▶ **Brief**
Rewrite the listing below as a numbered list, leaving out any blank lines.

▶ **Data to use**
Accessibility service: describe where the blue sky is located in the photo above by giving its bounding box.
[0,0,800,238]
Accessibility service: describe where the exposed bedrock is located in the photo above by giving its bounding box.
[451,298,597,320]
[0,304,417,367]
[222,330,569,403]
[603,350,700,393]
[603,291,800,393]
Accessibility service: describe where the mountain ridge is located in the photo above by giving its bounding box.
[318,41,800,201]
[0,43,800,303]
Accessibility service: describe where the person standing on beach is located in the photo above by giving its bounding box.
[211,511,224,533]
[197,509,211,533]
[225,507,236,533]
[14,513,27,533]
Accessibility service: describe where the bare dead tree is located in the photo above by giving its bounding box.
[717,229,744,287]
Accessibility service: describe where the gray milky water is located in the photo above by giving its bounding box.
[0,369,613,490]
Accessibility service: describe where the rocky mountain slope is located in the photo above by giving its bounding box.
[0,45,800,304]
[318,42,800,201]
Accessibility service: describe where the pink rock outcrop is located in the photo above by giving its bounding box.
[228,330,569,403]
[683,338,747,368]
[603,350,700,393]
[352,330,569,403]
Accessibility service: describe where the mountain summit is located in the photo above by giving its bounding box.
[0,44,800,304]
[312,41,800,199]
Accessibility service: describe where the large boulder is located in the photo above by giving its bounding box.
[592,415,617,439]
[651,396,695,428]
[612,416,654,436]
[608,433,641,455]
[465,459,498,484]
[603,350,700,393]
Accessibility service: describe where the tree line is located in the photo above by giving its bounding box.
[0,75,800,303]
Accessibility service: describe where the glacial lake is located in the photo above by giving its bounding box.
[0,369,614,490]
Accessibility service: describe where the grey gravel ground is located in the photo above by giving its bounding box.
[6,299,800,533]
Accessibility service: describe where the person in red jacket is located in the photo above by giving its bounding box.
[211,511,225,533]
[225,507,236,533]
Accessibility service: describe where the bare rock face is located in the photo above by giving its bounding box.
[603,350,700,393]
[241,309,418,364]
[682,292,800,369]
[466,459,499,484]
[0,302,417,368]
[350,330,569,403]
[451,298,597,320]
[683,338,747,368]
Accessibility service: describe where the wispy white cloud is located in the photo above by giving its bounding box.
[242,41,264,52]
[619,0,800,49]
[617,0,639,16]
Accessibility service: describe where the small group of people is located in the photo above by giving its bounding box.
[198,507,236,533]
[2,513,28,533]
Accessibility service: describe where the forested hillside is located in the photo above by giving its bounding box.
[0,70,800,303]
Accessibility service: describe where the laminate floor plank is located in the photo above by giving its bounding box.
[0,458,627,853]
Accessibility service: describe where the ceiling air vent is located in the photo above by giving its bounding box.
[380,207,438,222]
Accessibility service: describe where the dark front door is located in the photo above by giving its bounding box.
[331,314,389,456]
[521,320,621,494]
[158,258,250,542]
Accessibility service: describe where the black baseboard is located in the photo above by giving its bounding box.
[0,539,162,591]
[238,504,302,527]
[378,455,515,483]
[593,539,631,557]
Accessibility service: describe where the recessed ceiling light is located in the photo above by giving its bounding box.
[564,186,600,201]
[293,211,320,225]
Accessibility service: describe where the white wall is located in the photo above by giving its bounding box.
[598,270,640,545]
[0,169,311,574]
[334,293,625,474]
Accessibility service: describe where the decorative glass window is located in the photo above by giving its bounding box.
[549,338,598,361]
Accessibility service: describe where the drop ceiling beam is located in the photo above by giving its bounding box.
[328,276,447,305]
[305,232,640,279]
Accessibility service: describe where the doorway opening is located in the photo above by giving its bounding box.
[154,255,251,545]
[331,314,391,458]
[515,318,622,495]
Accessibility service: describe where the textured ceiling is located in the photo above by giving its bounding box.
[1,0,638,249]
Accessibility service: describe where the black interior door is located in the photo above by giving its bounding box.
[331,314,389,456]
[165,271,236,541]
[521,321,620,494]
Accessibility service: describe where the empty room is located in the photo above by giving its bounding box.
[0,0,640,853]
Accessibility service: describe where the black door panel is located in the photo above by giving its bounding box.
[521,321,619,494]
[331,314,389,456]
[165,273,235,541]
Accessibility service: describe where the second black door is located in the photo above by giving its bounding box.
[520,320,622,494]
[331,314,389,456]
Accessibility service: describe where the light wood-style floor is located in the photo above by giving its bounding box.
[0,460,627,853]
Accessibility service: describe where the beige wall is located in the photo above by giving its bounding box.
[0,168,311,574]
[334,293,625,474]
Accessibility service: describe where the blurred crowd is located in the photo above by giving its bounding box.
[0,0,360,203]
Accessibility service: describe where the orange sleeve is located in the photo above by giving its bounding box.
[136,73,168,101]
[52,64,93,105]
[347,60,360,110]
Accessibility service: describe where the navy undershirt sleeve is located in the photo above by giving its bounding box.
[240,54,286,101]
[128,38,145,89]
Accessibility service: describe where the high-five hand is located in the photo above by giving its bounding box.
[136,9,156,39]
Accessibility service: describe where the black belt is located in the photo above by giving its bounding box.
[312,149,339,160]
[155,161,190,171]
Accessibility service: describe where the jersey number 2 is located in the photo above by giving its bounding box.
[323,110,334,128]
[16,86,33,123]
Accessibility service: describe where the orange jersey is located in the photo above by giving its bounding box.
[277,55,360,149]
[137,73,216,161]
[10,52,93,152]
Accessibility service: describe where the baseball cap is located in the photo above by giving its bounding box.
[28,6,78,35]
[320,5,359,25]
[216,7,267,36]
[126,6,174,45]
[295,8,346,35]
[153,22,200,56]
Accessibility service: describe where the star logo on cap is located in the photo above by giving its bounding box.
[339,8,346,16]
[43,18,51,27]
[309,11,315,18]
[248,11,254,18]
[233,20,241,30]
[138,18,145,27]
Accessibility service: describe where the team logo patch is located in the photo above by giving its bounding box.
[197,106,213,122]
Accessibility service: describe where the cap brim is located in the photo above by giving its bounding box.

▶ **Expected answer**
1. Accessibility service: describe where the blue sky is located in the photo above by giving its bounding box.
2. [0,0,800,238]
3. Accessibility service: describe where the exposed bedrock is located in the photo above by giving its bounding box.
4. [451,298,597,320]
5. [0,304,417,367]
6. [222,330,569,403]
7. [603,350,700,393]
8. [603,291,800,393]
9. Accessibility service: describe where the mountain ridge is located in the photo above by giving its bounding box.
10. [318,41,800,201]
11. [0,43,800,303]
12. Accessibility service: describe where the person standing on beach is located in the photo above by giving its bounding box.
13. [211,511,224,533]
14. [197,509,211,533]
15. [225,507,236,533]
16. [14,513,27,533]
17. Accessibility service: describe where the bare dead tree is located in the photo above by giving its bounding box.
18. [717,229,744,287]
19. Accessibility service: describe where the gray milky water is located in the photo above by giving its bounding box.
20. [0,369,613,490]
21. Accessibility service: describe where the rocky mountain slope is located in the photo above by giving its bounding box.
22. [0,45,800,304]
23. [318,42,800,201]
24. Accessibility service: describe where the pink rock outcrop is located in the photo above by giving its bounding box.
25. [228,330,569,403]
26. [683,338,747,368]
27. [603,350,700,393]
28. [352,330,569,403]
29. Accessibility service: describe where the mountain summit is located in the photo above by giving its bounding box.
30. [0,44,800,304]
31. [312,41,800,199]
32. Accessibility service: describe where the large boulder is located in the photo above by giving its bounding box.
33. [592,415,617,439]
34. [651,396,695,428]
35. [612,416,654,436]
36. [608,433,641,455]
37. [465,459,498,484]
38. [603,350,700,393]
39. Accessibility service: describe where the tree line is located in the photo above by giving its bounding box.
40. [0,75,800,303]
41. Accessibility service: describe where the glacial lake is located in the photo above by giving its bounding box.
42. [0,369,614,490]
43. Accessibility service: describe where the grey gravel ground is located in the photo above by giving its bounding box.
44. [6,299,800,533]
45. Accessibility service: describe where the person in red jacket is located in the photo above by giving its bounding box.
46. [211,511,225,533]
47. [225,507,236,533]
48. Accessibility service: describe where the bare rock face is located in the photo above by giving its bounding box.
49. [603,350,700,393]
50. [241,309,418,364]
51. [682,292,800,369]
52. [466,459,499,484]
53. [0,302,417,368]
54. [350,330,569,403]
55. [451,298,597,320]
56. [683,338,747,368]
57. Accessibility service: describe where the wispy white cloud is located in the photo above by giving its bounding box.
58. [242,41,264,52]
59. [619,0,800,49]
60. [617,0,639,16]
61. Accessibility service: describe where the small group of people is located in the photo above by giving its bounding box.
62. [198,507,236,533]
63. [2,513,28,533]
64. Accessibility service: describe where the forested hillside is located in the photo above by giving its bounding box.
65. [0,70,800,303]
66. Accessibility service: describe where the laminate floor plank is located in the photo above by giving its bounding box.
67. [0,458,627,853]
68. Accessibility service: describe where the ceiling air vent is located in the photo above by giving its bounding box.
69. [380,207,438,222]
70. Accessibility service: describe where the dark front door is located in the photo above by giving its bounding box.
71. [331,314,389,456]
72. [521,320,621,494]
73. [158,258,250,542]
74. Accessibility service: describe where the black baseboard is located in the photo above by giving its bounding box.
75. [0,539,162,591]
76. [238,504,302,527]
77. [378,455,515,483]
78. [593,539,631,557]
79. Accessibility service: describe where the recessed ceiling light is located in the photo above by giving its bounding box.
80. [564,186,600,201]
81. [293,211,320,225]
82. Accessibility service: describe where the white wall is located in the photo above by giving its bounding box.
83. [598,270,640,545]
84. [0,169,311,574]
85. [334,293,625,474]
86. Accessibility service: describe where the decorative glass window is located in the photo above by giving its bounding box.
87. [549,338,598,361]
88. Accessibility service: describe where the drop ceiling beam is located in the photo above by giving its bounding box.
89. [328,276,447,305]
90. [305,232,640,279]
91. Accessibility service: describe where the doorway opening is located in the photo above by giving its bounding box.
92. [154,255,251,545]
93. [331,314,391,458]
94. [515,318,622,495]
95. Accessibility service: describe where the textured ceiling is located in the photo above by giving its bounding box.
96. [1,0,638,249]
97. Accessibility service: describe where the black interior door is located in the photo above by giving its bounding box.
98. [331,314,389,456]
99. [165,271,236,541]
100. [521,321,620,494]
101. Accessibility service: describe where the empty room is located in the photo above by giving its bounding box.
102. [0,0,640,853]
103. Accessibility service: describe where the black door panel is located in the photo above by giving its bounding box.
104. [521,321,619,494]
105. [331,314,389,456]
106. [165,273,235,541]
107. Accessibility service: describe where the second black door is located in the photo above by giving its bounding box.
108. [520,320,622,494]
109. [331,314,389,456]
110. Accessibility service: describe where the light wood-style floor is located in the photo above by giving its bounding box.
111. [0,460,627,853]
112. Accessibility service: describe where the beige wall is located in the photo above by giving its bounding box.
113. [0,168,311,574]
114. [334,293,625,474]
115. Accessibility service: describe where the blurred crowd is located in the photo above by giving its bounding box.
116. [0,0,360,203]
117. Accessibility service: describe where the orange sleeve is located in the photo above by giving its bounding box.
118. [136,73,168,101]
119. [52,64,93,105]
120. [347,60,360,110]
121. Accessibility service: describe where the navy undershirt sleeve is located in the photo above by giving its bounding box.
122. [240,54,286,101]
123. [128,38,145,89]
124. Accessibility service: describe where the high-five hand is located in the photo above by giving its bounding box.
125. [136,9,156,39]
126. Accessibility service: describe where the black belt is located in the photo above by giving its bounding box.
127. [312,149,339,160]
128. [155,161,190,171]
129. Accessibility service: describe where the jersey number 2 is located in the photo above by giving its bounding box.
130. [323,110,334,128]
131. [16,86,33,123]
132. Accessibility service: describe where the orange jersey is located in the photo above by giving its bounding box.
133. [277,55,360,149]
134. [137,73,216,161]
135. [10,52,93,152]
136. Accessibility service: describe where the baseball cap is located in the photo above by giving its bounding box.
137. [28,6,78,35]
138. [320,5,359,25]
139. [216,7,267,36]
140. [126,6,174,45]
141. [295,8,346,35]
142. [153,22,200,56]
143. Accessibility service: describe where the star logo on cap is located in the photo above by giving its bounding box.
144. [339,8,346,16]
145. [43,18,51,27]
146. [309,11,315,18]
147. [248,11,254,18]
148. [233,20,241,30]
149. [138,18,145,27]
150. Accessibility service: describe where the team logo patch is located in the photo above by giving its bounding box.
151. [197,106,213,122]
152. Accessibility service: describe where the cap brim is located in the photo above by giving its bounding box.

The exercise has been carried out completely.